> YOUR OBJECTIVE
Extract all of the entries and give them again, word for word.

> RECORD LIST
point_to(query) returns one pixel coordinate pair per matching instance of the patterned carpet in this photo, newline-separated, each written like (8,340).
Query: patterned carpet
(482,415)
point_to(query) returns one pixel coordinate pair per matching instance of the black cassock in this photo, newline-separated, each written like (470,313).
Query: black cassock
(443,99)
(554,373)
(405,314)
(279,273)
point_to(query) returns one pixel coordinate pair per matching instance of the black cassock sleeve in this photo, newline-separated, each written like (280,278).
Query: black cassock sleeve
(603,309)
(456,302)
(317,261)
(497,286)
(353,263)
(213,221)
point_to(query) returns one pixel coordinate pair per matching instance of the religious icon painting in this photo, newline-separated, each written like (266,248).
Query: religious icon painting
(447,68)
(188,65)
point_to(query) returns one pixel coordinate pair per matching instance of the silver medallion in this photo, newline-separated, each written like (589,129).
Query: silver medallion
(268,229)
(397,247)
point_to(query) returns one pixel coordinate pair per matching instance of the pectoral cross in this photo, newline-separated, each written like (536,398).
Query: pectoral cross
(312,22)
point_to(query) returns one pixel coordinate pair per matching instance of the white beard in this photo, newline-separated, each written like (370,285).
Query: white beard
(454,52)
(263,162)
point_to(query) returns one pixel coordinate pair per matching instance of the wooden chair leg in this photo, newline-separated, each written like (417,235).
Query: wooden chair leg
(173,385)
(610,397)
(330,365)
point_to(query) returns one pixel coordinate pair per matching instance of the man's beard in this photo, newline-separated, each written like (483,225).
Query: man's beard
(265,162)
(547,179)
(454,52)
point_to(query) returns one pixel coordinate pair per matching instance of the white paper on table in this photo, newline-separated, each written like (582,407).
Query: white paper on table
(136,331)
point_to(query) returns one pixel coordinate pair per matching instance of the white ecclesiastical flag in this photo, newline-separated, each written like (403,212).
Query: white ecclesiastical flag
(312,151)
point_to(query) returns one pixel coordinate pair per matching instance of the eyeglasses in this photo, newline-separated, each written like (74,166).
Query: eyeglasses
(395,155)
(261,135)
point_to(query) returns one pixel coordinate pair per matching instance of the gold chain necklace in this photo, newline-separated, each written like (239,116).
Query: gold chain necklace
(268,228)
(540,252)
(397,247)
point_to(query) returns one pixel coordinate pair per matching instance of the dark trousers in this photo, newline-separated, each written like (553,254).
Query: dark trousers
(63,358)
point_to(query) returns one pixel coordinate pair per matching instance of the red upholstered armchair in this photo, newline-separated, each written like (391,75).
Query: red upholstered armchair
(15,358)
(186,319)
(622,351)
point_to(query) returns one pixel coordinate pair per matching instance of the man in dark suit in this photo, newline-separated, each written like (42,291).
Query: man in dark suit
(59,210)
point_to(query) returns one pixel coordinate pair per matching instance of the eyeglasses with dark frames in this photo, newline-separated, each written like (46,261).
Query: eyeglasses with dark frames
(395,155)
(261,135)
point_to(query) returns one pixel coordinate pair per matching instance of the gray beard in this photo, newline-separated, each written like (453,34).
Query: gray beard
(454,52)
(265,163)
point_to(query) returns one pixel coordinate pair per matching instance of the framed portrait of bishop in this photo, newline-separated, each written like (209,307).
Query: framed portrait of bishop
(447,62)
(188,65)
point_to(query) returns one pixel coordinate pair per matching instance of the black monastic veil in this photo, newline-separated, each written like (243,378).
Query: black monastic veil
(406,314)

> FINAL RESULT
point_to(query) returns one pixel coordinate pair per matching instance of the patterned carpet in this photo, newline-separated, each written like (8,340).
Query: patterned carpet
(482,415)
point_to(query) returns one pixel coordinate pair per matching instance of the black cassock in this photo, newline-separated, each written like (470,313).
Query: black cassock
(443,99)
(554,373)
(405,314)
(279,273)
point_to(query) returns one pixel coordinate pair per matching instance of the black cassock sleeve in this photo, newline-separated, each written like (280,278).
Query: black cassock sleeve
(603,309)
(456,302)
(317,261)
(497,286)
(353,263)
(213,221)
point_to(query) returns one pixel coordinate pair per matching instance of the religious icon painting in this photo, newline-separated, each written like (266,248).
Query: religious icon painting
(447,68)
(188,65)
point_to(query) returns one pixel coordinate pair per matching instance of the silver medallion in this photo, newline-separated, each written like (589,129).
Query: silver medallion
(268,229)
(397,247)
point_to(query) returns one pixel coordinate pair per matching instance of the pectoral cross in this photo, newline-separated, each written like (536,398).
Query: pectoral cross
(312,22)
point_to(query) returns one pixel coordinate pair per matching instance of the white beard in this photo, newline-separated, each written like (370,285).
Query: white beard
(454,52)
(263,162)
point_to(query) returns one pixel coordinate pair per matching instance of the wooden chair leg in this photo, newline-separated, each written like (417,235).
Query: wooden chair leg
(173,385)
(610,397)
(330,365)
point_to(query) returns one pixel coordinate pair per matching instance of the man's beard in this photo, newline-separated, each written like (483,225).
Query: man's beard
(265,162)
(547,179)
(454,52)
point_to(query) returns one pixel coordinate pair per matching instance of the white paper on table in this photo, newline-separated, each written like (582,407).
Query: white paper on table
(136,331)
point_to(query) returns one pixel coordinate pair per matching instance of the white ecclesiastical flag in this photo, newline-separated, each written like (403,212).
Query: white ecclesiastical flag
(312,151)
point_to(query) returns one pixel coordinate pair per matching instance of the eyeglasses in this photo, newline-separated, each written like (74,166).
Query: eyeglasses
(395,155)
(261,135)
point_to(query) returns one pixel coordinate pair per matching instance of the gold chain necklace in this photo, newline-separated, each written like (239,116).
Query: gold chain necklace
(268,228)
(540,252)
(397,247)
point_to(query) returns one pixel coordinate pair per matching instance of the dark trousers in this photo, newline-separated, each written like (553,254).
Query: dark trousers
(63,358)
point_to(query) returns one pixel coordinate pair per matching instance of the red upholstered armchair in this photo, newline-separated, each written like (391,75).
Query: red upholstered armchair
(15,358)
(186,319)
(622,351)
point_to(query) returns one pixel coordinate pair per matching instance of the man in dark suit in this photo, newline-separated, each written like (42,291).
Query: man in dark suit
(59,210)
point_to(query) returns one pixel coordinate pair per matching instance of the eyeglasses with dark frames in this photo, newline-separated, each written like (46,261).
Query: eyeglasses with dark frames
(395,155)
(261,135)
point_to(query) returns one pixel coordinate pair per matching instance of the gray beard in this photo, newline-separated, each written like (453,34).
Query: gray beard
(454,52)
(265,163)
point_to(query) returns one pixel coordinate pair per matching instance of the framed portrait of bishop in this photo, newline-separated, each written like (209,307).
Query: framed portrait of bishop
(447,62)
(188,65)
point_to(query) returns one pixel coordinate pair per matching instance of the black monastic veil in this photo, newline-separated, each written like (243,378).
Query: black monastic veil
(406,314)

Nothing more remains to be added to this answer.